SHORT PROBLEM. Pick out and copy every line in the material below that contains the string "photo". Case counts.
──────
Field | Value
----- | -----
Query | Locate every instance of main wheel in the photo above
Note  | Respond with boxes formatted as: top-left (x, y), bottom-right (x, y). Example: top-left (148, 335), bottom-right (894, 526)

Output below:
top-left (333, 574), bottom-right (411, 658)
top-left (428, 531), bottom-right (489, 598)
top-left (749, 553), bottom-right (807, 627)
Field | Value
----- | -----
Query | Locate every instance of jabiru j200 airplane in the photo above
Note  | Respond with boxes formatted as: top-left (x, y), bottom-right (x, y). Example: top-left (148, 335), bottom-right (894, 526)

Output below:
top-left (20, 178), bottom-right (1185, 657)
──────
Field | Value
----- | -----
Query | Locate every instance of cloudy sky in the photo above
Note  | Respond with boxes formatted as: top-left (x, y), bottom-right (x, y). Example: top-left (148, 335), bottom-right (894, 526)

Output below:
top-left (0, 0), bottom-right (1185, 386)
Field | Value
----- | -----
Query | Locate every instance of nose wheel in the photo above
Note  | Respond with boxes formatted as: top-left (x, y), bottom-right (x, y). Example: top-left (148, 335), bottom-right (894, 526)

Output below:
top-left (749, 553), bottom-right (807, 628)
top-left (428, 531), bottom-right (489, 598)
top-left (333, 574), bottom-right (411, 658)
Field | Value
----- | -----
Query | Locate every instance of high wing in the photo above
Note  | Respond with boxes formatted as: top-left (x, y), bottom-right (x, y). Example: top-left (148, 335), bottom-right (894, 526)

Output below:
──────
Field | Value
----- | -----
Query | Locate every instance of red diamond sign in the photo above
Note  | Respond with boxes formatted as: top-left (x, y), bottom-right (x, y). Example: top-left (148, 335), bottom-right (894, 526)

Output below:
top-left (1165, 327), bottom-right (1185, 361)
──────
WRITTEN SOLUTION.
Query | Locate every instance of main wheel in the photo above
Query | Locate every instance of jabiru j200 airplane in the photo above
Query | Locate every instance of cloudy sky in the photo above
Query | Locate every instance of nose wheel in the photo above
Query | Locate every instance of high wing in the photo above
Query | Locate every instance of red diamond sign in the photo above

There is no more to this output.